Kutipan Teks:
━━━━━━━━━━━━━━━━━━━━━━━━━━━━━━
MENGENAL 8 PINTU SURGA

“…Sehingga apabila mereka sampai ke surga itu sedang pintu-pintunya sudah terbuka, berkatalah penjaga-penjaganya, ‘Kesejahteraan (dilimpahkan) atas kalian, berbahagialah kalian! Maka masukilah surga ini sedang kalian kekal didalamnya.” (QS. Az-Zumar: 73)

Bagi orang mukmin yang bertakwa disediakan oleh Allah swt. yang Maha Besar sebuah surga berisi segala bentuk kenikmatan. Surga dan kenikmatan yang ada di dalamnya masyhur dikenal sebagai sesuatu yang tak pernah dilihat oleh mata, didengar telinga atau terlintas di hati manusia seperti kita. Suatu tempat yang sangat spesial, unik dan otentik, yang merupakan rahasia Allah atas makhluk-Nya yang bertakwa.

Sebagaimana diberitakan Al-Qur’an, surga memiliki pintu-pintu. Lewat pintu-pintu itulah orang mukmin dari zaman awal hingga zaman akhir, juga Nabi Muhammad saw. beserta umatnya akan berbondong-bondong masuk. Allah berfirman dalam surat Shad, ayat 49-50, “Ini adalah kehormatan (bagi mereka). Dan sesungguhnya bagi orang-orang yang bertakwa benar-benar (disediakan) tempat kembali yang baik, (yaitu) surga 'Adn yang pintu-pintunya terbuka bagi mereka.”
━━━━━━━━━━━━━━━━━━━━━━━━━━━━━━
Materi yang Ditampilkan:
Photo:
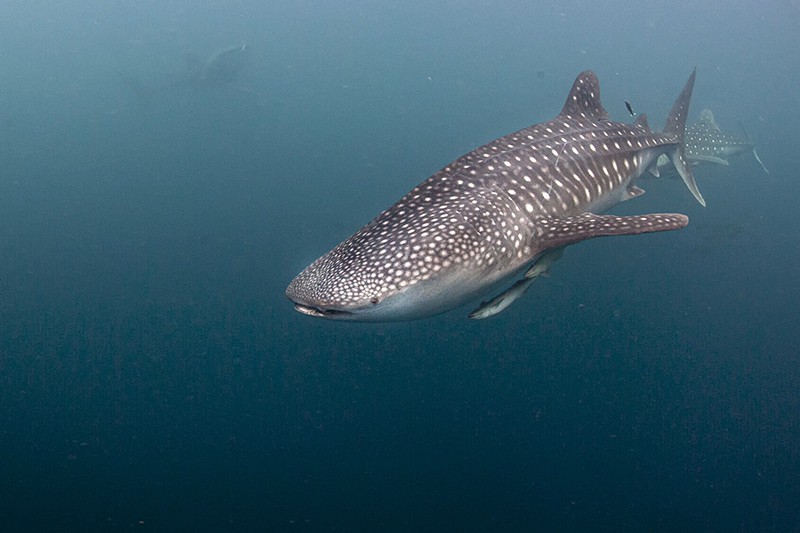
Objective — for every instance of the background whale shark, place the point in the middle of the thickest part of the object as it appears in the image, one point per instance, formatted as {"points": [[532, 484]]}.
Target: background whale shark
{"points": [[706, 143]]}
━━━━━━━━━━━━━━━━━━━━━━━━━━━━━━
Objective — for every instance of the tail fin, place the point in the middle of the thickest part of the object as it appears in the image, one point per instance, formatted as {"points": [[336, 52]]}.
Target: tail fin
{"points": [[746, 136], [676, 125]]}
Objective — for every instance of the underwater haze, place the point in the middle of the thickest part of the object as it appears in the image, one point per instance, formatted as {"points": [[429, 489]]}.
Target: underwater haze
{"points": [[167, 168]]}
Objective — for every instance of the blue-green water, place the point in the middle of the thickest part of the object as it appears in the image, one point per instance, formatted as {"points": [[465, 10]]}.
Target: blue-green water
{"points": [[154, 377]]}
━━━━━━━━━━━━━━━━━━━━━━━━━━━━━━
Soal Latihan: Dalam kutipan tentang pintu surga, surga apa yang disebut dalam surat Shad ayat 49-50 sebagai surga yang pintu-pintunya terbuka bagi orang-orang bertakwa? Materi tersebut tidak diperlukan di sini.

Jawaban Akhir: Surga 'Adn.